Supplied text

--

How to protect yourself

Several technologies such as 5G, machine learning AI, and quantum computing have made huge advancements toward digitization. But, often, new technology rolls out before all of the kinks have been discovered and resolved. You could say that we are experiencing this problem with legacy cybersecurity systems.

Since the theory behind quantum computing will make our current encryption protocols obsolete, organizations should focus on creating a unified cybersecurity ecosystem to monitor the network, discover vulnerabilities, and mitigate security issues.

Here are a few things companies can do to protect themselves from future risks:

Adopt industry security standards

COVID-19 forced the world to find new ways to communicate, work, and conduct business, with most people finding their “new normal” by using digital online tools and connected devices. This influx of new internet users increased digital deployments, and the advent of the remote work movement caused security vulnerabilities for businesses and consumers to rise significantly. 

The NIST’s new industry standards say that the encryption strength of your keys should be at least 128 bits for low-impact data, 192 bits for moderate-impact data, and 256 bits for high-impact information.

In addition, achieving ISO compliance also helps protect your organization by requiring cybersecurity tools for asset discovery, vulnerability assessment, continuous security monitoring, and event reporting.

Implement Zero Trust

Meeting industry security standards, mandated or not, will help you with the technical side of cybersecurity, but implementing zero-trust authentication protocols can help to reduce risks associated with human error.

Scammers are clever, and they tend to use social engineering tactics to build trust with their intended victims so that it is easier to exploit them for their credentials, money, or data. Phishing and spoofing attacks are popular forms of social engineering where an attacker pretends to be a trusted user to infect a network with malware or get their hands on high-level login information.

Phishing and spoofing attacks can be highly covert. In fact, a whopping 30% of phishing emails and SMS messages get opened by targeted users. Another 12% of those users click on the malicious attachment or link.

Zero-trust protocols help reduce the impact of phishing and other social engineering attacks by delegating privileges based on necessity instead of position in a company. This protects crucial data from leaking out in case credentials are breached since no one individual is trusted with “the keys to the kingdom,” so to speak.

--

[Stored data entries]
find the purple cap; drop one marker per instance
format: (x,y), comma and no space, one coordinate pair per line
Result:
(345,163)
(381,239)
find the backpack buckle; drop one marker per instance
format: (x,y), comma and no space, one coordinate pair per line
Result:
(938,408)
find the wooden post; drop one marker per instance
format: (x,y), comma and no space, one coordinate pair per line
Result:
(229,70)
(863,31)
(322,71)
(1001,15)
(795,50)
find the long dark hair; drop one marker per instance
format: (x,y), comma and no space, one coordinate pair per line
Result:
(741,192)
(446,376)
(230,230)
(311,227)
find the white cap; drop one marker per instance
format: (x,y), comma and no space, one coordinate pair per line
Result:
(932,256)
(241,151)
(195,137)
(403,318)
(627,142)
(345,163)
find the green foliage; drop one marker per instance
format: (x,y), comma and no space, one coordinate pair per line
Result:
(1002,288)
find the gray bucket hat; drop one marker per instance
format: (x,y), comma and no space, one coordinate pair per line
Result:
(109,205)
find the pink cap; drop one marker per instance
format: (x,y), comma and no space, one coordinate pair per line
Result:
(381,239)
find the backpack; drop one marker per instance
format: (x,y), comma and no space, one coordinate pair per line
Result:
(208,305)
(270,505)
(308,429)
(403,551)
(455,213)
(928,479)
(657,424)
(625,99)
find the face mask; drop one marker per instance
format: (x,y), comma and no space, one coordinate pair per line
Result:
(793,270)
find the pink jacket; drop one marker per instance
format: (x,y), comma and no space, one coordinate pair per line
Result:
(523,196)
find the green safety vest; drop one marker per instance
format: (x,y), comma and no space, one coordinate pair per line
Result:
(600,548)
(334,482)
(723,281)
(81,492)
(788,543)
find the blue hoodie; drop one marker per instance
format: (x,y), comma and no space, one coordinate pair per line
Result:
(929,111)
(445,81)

--

Study questions
1 – Repeat the section of the cybersecurity text from "Phishing and spoofing attacks can" to "so to speak.".
2 – According to the cybersecurity text, what minimum encryption key strength do the NIST standards set for high-impact information?
3 – Write the next part of the cybersecurity text, continuing after its final sentence.

Exercise answers
1 –
Phishing and spoofing attacks can be highly covert. In fact, a whopping 30% of phishing emails and SMS messages get opened by targeted users. Another 12% of those users click on the malicious attachment or link.

Zero-trust protocols help reduce the impact of phishing and other social engineering attacks by delegating privileges based on necessity instead of position in a company. This protects crucial data from leaking out in case credentials are breached since no one individual is trusted with “the keys to the kingdom,” so to speak.

2 – 256 bits

3 –
Deploy automated tools

Many cybersecurity protection procedures are meant to diffuse the impact that human error can have on an organization. Manually scanning your network, mitigating vulnerabilities, and responding to data breaches opens the door to more mistakes as well as putting a limit on productivity.

That’s why organizations at the cutting edge of security choose to deploy automated tools to help them maintain the integrity of their network. Not only do automated tools work at higher speeds, but they can also analyze data with incredible detail within a timeframe that humans can’t match.

A recent study about cybersecurity adoption reported that 95% of businesses have already automated some cybersecurity processes. The report also highlighted that 98% plan to automate even more of their manual security processes in the upcoming year. This also implies that businesses that don’t automate their security protocols could lag behind.

Implement managed threat detection

Transitioning to a quantum-resistant cybersecurity plan sounds intimidating, which is why it can be helpful to have skilled experts on your side. The best way to ensure that your cybersecurity ecosystem remains intact is to implement managed threat detection through a trusted company. A managed threat detection and response service can help you arm your business with high-quality security tools and provide continuous monitoring and response support when you need it the most.

Wrapping up

Quantum computing will change everything from apps to internet search, web development, cybersecurity, and beyond. It’s wise to stay one step ahead of current technology trends so that when new features are released, your organization is already equipped with the knowledge and tools it needs to weather the dawning of a new age.